_ЧТО НУЖНО СДЕЛАТЬ_
[A] Кто, согласно отрывку о съемках у Масленникова, озвучил роль Хохла по-украински?
[B] Воспроизведите дословно часть отрывка, начиная со слов «Масленников, Игорь Федорович» и продолжая до слов «О, суровая школа.» включительно.

Масленников, Игорь Федорович (МИФ – в смысле ФИО и, конечно, тоже – небожитель нашего кинематографа) при первой встрече спросил:
- У кого вы работали?
- У Германа.
- О, суровая школа.
Ровно так же спросит позже Эльдар Рязанов и слово в слово отреагирует.
МИФ дал расклад по артистам. Довольно лобово. Но беседовать с ним приятно, легко и, как я понимаю, предстоит большое поле для своих предложений и самостоятельной работы.
Ездили снимать макет «Панорама Москвы-77», потом на Воробьевы горы, где, трясясь от страха, забрался на большой трамплин и оттуда снимал сегодняшнюю Москву. Проезжаем Мосфильм, там будет производиться монтажно-тонировочный «Тимура».
- Игорь Федорович, а меня вы в Москву возьмете?
- Что значит «возьмете»? Вы просто обязаны здесь быть в этот момент.
Думал – один в купе отосплюсь, но звонит МИФ:
- Леша, я сходил на спектакль – Шварц ужасный драматург, пузырь, а не драматург! А Тараса я снимаю с роли, снимаю! Это антиартист, он не может – спасите меня от него.
И я не сплю полночи. Самому, что ли, сыграть Хохла? [На роль Хохла Тараса пробовался замечательный питерский актер Тарас Бибич. Но в результате эта роль досталась мне, а озвучил ее по-украински актер и режиссер Виктор Тереля - АЗ]
Дальше – больше. Обвал звонков, напоминающий кровавую развязку первой серии «Крестного отца», когда младший Корлеоне захватывает власть: сняли с роли Татосова и назначили Шаркова, вернули Новикова. Полдня телефонной атаки. Вечером забирал костюм Масленникова в Москве для его выступления в Доме кино на открытии Фестиваля и чуть было не забыл его у нас на Фестивальной. Пришлось возвращаться и гнать на вокзал на тачке.
Утром в Питере в гримерке мне выстригли затылок наголо, пробрили бороду и я стал хохлом. Масленников утвердил меня без проб.
Помни: если прет – это не заслуга, а подарок – будь благодарен. И тих.
Надавил на помрежку – вызвала актера, а ни меня, ни фотографа не было. За нее заступился директор – личное. Да ну их, Лёша, помни главное:
1. Радей по требованию – не более. Не твой монастырь, не твой и устав.
2. Так все организуй, чтобы само собой катилось. Поживи без напряжения в этом деле, пусть силы перераспределяются на другое, на свое.

_СПИСОК ЗАПИСЕЙ_
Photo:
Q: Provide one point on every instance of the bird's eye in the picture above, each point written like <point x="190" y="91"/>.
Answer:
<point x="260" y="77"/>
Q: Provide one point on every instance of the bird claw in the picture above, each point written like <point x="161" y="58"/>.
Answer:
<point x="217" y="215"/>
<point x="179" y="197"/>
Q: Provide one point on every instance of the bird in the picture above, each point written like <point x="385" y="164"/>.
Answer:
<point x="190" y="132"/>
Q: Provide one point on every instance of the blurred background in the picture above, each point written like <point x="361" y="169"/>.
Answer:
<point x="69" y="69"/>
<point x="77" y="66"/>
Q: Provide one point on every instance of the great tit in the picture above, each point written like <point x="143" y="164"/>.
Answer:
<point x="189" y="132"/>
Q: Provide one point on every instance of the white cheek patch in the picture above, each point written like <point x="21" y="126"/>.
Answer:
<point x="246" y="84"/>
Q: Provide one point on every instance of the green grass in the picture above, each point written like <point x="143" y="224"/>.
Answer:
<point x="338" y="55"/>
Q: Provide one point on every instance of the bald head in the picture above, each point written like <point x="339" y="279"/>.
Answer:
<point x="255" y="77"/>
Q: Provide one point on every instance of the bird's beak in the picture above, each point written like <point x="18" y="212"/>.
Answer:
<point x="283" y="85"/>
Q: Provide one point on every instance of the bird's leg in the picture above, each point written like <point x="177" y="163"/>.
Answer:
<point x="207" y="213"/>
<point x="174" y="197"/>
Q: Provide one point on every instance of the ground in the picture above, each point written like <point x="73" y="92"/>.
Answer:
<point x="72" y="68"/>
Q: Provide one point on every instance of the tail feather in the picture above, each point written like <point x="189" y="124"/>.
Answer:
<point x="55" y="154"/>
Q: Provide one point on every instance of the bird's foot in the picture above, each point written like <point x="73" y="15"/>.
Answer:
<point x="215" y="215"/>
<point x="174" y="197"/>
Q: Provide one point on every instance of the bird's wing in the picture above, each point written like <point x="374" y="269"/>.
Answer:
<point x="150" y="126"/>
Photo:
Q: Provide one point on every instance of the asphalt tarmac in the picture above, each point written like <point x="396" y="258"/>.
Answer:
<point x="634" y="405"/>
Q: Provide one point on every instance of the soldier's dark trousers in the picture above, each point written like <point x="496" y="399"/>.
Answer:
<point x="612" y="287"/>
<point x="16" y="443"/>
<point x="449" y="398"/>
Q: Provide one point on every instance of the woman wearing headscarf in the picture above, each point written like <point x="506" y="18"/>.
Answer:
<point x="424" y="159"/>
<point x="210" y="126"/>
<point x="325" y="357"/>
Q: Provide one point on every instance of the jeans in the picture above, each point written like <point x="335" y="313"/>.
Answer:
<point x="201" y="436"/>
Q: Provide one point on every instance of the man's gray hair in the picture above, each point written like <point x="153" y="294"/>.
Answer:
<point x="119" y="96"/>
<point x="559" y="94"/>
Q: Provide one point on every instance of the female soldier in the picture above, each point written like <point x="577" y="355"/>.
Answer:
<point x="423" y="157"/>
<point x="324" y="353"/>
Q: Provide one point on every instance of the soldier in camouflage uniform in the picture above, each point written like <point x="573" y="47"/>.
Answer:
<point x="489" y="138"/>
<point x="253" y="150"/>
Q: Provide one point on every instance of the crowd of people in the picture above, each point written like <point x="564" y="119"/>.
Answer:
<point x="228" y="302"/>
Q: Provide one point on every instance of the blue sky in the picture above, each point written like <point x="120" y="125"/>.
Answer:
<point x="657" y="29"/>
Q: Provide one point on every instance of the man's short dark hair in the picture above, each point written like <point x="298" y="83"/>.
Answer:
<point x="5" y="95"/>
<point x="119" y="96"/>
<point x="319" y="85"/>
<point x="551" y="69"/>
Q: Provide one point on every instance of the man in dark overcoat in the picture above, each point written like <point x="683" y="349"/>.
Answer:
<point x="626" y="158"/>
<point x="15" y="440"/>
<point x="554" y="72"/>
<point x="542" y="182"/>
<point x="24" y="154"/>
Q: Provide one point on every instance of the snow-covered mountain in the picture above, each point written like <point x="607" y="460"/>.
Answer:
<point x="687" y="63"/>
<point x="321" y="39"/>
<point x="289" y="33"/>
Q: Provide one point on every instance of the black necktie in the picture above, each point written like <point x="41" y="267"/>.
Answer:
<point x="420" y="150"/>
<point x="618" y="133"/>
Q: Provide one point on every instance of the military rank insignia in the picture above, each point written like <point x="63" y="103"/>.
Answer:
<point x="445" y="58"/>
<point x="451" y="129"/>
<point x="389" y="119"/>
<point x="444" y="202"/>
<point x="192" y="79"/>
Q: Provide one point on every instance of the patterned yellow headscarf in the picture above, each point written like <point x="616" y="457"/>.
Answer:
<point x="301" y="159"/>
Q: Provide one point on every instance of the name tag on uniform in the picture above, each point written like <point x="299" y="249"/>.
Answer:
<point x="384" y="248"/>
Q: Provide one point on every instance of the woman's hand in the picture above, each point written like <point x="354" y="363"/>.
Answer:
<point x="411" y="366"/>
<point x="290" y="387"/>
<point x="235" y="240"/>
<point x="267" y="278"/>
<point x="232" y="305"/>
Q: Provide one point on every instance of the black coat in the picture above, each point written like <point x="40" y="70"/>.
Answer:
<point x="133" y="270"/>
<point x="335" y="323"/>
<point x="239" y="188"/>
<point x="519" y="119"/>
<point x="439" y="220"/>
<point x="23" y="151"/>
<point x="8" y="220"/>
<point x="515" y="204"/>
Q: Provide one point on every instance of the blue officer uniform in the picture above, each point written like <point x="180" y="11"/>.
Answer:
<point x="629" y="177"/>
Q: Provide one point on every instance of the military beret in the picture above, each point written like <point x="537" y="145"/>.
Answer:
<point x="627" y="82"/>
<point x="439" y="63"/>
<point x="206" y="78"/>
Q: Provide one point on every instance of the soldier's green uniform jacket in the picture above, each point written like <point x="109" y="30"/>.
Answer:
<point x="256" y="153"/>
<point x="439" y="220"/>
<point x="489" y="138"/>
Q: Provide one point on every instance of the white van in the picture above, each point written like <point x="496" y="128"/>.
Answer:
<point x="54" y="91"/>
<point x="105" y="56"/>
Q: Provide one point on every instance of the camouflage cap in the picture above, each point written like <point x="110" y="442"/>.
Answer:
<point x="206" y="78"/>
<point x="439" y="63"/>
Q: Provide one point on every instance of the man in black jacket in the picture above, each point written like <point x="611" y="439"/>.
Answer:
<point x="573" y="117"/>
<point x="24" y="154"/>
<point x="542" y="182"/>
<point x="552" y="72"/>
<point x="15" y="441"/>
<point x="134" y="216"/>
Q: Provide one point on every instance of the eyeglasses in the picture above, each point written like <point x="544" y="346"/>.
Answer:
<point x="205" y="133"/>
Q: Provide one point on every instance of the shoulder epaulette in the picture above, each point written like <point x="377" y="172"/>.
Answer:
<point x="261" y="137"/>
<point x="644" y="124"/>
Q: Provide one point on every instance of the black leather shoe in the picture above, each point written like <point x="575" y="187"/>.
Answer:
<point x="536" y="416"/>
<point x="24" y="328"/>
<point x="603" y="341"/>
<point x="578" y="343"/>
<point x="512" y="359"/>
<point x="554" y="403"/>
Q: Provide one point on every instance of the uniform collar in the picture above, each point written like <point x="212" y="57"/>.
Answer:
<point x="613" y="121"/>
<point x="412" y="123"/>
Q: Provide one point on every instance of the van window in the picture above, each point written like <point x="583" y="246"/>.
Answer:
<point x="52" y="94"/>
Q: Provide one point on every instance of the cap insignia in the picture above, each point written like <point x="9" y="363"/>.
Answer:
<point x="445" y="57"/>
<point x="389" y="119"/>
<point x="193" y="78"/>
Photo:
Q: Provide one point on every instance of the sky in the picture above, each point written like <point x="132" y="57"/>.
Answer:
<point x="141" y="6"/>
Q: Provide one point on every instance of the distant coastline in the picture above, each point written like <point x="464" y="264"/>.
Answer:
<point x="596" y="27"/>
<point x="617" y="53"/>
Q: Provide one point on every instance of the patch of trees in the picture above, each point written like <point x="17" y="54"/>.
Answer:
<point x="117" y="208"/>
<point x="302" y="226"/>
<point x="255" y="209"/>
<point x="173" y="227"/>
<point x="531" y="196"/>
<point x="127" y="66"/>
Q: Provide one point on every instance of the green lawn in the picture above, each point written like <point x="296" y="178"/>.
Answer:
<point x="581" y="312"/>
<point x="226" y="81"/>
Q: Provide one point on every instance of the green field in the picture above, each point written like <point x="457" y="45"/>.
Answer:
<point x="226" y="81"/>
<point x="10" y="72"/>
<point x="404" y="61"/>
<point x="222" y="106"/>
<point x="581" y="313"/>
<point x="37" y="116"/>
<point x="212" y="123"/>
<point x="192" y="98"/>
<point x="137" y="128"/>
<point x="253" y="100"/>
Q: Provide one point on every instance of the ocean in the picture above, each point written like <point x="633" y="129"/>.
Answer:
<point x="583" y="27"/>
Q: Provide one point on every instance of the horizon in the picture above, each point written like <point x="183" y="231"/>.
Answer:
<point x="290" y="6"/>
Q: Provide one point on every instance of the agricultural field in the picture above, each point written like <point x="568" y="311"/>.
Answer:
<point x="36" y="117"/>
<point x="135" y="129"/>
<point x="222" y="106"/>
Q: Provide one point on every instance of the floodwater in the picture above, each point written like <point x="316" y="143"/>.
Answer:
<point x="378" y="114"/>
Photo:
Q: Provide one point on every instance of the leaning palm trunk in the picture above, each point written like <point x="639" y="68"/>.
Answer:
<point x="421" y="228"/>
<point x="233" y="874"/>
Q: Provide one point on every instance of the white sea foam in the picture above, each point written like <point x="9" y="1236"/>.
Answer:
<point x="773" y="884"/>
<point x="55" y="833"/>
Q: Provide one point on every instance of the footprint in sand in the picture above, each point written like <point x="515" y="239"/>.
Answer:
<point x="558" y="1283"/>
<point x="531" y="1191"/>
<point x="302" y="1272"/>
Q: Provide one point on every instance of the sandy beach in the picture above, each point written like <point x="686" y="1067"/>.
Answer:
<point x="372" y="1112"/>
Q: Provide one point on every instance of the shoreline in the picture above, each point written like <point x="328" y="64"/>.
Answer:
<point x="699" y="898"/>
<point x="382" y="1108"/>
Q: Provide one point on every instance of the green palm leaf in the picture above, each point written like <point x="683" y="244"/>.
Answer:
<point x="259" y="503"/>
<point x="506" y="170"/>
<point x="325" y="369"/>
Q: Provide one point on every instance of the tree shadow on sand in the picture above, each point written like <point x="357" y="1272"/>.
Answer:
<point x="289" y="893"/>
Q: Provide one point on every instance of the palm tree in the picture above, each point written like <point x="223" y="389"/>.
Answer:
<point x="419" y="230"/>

_ПОЛНЫЕ ОТВЕТЫ_
[A] Актер и режиссер Виктор Тереля.

[B]
Масленников, Игорь Федорович (МИФ – в смысле ФИО и, конечно, тоже – небожитель нашего кинематографа) при первой встрече спросил:
- У кого вы работали?
- У Германа.
- О, суровая школа.